*INPUT MATERIAL*

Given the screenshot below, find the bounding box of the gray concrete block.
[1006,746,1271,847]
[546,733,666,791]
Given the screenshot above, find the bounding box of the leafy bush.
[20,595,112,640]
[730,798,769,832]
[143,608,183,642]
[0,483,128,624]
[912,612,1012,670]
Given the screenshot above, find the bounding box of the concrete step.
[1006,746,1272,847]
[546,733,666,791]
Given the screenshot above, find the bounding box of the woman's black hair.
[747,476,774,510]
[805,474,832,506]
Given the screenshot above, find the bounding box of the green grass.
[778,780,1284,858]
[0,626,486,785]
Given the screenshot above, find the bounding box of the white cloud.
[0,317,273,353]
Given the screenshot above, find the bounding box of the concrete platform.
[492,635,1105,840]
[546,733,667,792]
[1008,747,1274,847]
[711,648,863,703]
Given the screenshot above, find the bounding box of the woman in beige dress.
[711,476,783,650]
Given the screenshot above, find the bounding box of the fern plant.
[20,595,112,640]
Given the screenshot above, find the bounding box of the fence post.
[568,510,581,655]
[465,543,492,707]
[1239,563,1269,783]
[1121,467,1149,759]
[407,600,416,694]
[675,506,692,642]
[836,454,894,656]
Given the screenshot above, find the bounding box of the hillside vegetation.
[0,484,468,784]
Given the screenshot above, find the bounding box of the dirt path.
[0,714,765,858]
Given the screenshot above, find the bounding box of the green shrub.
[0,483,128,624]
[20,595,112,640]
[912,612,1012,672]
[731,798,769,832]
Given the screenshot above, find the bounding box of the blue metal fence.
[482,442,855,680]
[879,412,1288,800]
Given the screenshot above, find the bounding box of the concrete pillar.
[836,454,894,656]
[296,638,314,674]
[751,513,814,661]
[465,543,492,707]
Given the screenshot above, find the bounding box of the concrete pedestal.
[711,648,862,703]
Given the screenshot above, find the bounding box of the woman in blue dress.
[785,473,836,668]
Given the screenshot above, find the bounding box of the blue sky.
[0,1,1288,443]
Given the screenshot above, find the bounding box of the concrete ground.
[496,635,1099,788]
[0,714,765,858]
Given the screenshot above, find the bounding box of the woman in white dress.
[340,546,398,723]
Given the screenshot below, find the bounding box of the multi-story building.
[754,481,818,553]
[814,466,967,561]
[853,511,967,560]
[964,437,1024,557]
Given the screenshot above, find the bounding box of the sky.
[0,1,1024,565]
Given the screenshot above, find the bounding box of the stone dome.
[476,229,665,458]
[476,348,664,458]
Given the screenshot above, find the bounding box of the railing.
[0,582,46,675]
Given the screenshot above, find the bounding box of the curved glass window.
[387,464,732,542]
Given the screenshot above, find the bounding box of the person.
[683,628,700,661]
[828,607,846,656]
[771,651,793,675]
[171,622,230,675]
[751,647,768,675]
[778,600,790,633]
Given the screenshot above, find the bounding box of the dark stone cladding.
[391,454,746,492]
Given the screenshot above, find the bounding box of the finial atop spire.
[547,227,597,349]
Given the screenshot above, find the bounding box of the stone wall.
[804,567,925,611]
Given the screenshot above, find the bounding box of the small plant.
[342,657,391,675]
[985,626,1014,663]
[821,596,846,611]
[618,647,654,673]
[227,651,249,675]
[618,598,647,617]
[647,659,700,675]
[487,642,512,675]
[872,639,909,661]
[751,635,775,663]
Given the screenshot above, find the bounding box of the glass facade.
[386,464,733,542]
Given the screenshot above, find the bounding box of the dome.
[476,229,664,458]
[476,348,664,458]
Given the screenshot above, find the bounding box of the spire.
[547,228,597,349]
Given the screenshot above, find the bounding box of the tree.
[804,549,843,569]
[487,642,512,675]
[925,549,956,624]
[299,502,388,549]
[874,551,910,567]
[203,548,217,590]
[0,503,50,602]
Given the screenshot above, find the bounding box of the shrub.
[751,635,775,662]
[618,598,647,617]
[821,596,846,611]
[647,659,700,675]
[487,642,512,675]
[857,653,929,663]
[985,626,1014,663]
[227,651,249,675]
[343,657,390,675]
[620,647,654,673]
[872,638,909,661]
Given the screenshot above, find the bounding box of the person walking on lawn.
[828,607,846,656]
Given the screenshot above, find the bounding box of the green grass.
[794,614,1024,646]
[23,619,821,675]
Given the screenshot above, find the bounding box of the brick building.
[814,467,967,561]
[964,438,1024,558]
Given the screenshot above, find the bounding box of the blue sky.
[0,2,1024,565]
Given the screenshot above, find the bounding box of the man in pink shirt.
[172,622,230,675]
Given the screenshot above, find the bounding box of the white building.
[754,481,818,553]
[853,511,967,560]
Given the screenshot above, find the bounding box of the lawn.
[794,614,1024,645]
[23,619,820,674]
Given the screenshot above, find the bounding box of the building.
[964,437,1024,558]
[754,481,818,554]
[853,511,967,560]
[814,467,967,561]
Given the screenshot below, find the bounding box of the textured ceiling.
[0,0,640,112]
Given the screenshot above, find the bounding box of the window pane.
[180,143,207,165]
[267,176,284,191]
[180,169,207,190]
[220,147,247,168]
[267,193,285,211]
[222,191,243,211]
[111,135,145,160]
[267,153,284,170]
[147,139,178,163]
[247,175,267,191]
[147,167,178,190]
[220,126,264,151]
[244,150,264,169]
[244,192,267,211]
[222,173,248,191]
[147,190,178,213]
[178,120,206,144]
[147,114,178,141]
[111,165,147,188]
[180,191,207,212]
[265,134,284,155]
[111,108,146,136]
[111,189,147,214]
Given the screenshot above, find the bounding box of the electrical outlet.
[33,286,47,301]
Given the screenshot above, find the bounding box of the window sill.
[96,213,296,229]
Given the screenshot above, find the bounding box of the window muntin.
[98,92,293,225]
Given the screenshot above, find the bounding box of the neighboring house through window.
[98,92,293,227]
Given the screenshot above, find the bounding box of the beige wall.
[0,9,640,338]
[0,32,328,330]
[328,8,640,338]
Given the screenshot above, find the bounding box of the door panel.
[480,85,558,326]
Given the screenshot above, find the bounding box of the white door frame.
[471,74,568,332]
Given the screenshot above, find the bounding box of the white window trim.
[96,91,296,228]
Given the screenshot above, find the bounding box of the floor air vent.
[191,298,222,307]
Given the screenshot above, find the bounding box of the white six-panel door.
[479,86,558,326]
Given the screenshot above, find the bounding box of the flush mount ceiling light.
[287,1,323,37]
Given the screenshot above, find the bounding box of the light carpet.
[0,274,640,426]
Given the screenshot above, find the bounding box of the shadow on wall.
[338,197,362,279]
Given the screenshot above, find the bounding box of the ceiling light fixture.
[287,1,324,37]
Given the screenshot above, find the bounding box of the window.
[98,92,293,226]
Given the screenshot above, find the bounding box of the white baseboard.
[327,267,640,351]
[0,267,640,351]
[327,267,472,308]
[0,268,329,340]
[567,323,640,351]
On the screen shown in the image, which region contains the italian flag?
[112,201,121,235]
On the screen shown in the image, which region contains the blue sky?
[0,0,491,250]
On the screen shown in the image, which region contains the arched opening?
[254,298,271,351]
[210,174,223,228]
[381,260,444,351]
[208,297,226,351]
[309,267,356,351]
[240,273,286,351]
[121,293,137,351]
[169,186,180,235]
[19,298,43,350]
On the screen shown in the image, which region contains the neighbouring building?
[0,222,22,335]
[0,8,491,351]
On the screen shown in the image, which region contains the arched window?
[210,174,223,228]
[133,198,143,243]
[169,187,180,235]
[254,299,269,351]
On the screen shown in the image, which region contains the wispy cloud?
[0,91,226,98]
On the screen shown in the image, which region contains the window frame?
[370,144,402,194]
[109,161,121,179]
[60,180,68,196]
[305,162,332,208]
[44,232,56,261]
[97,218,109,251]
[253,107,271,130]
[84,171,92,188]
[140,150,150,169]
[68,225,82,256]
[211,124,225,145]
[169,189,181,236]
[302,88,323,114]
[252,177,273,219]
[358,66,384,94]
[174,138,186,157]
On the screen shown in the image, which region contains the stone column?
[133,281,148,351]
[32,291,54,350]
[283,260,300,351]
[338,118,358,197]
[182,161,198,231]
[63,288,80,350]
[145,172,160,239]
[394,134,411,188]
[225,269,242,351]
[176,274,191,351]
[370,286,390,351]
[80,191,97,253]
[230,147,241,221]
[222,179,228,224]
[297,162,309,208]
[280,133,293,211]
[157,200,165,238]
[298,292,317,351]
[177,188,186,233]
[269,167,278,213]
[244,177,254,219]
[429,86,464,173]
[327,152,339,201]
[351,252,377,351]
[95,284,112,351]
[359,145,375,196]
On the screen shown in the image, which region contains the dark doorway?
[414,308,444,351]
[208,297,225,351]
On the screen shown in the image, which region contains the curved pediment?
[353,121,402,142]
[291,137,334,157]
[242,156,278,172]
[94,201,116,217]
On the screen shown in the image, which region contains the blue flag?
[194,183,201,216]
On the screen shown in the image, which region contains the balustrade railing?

*WHAT THE EXERCISE ASKS*
Update the stretch of the records from the line containing "in white dress." through the line containing "[804,567,925,611]" by replacing "stone dome" with "stone cupola", and give those lines in full with everything else unchanged.

*RESULT FOR THIS TASK*
Given the screenshot above, find the bounding box of the woman in white dress.
[340,546,398,723]
Given the screenshot below, find the bounding box of the multi-story building.
[754,481,818,553]
[814,466,967,561]
[853,511,967,560]
[964,437,1024,557]
Given the screenshot above, find the bounding box of the sky.
[0,1,1024,565]
Given the screenshot above, find the bounding box of the stone cupola.
[476,229,665,458]
[476,348,664,458]
Given the screenshot above, find the bounding box of the railing.
[0,582,46,675]
Given the screenshot above, find the bounding box of the curved glass window.
[387,464,732,542]
Given the screenshot above, find the bounding box of the person.
[683,628,700,661]
[828,607,846,656]
[771,651,793,675]
[171,622,230,675]
[751,647,768,675]
[778,600,790,633]
Given the screenshot above, find the bounding box of the dark stone cladding.
[391,454,746,492]
Given the screenshot above, find the bounding box of the finial atop spire.
[547,227,597,349]
Given the screenshot above, find the bounding box of the stone wall.
[804,567,925,611]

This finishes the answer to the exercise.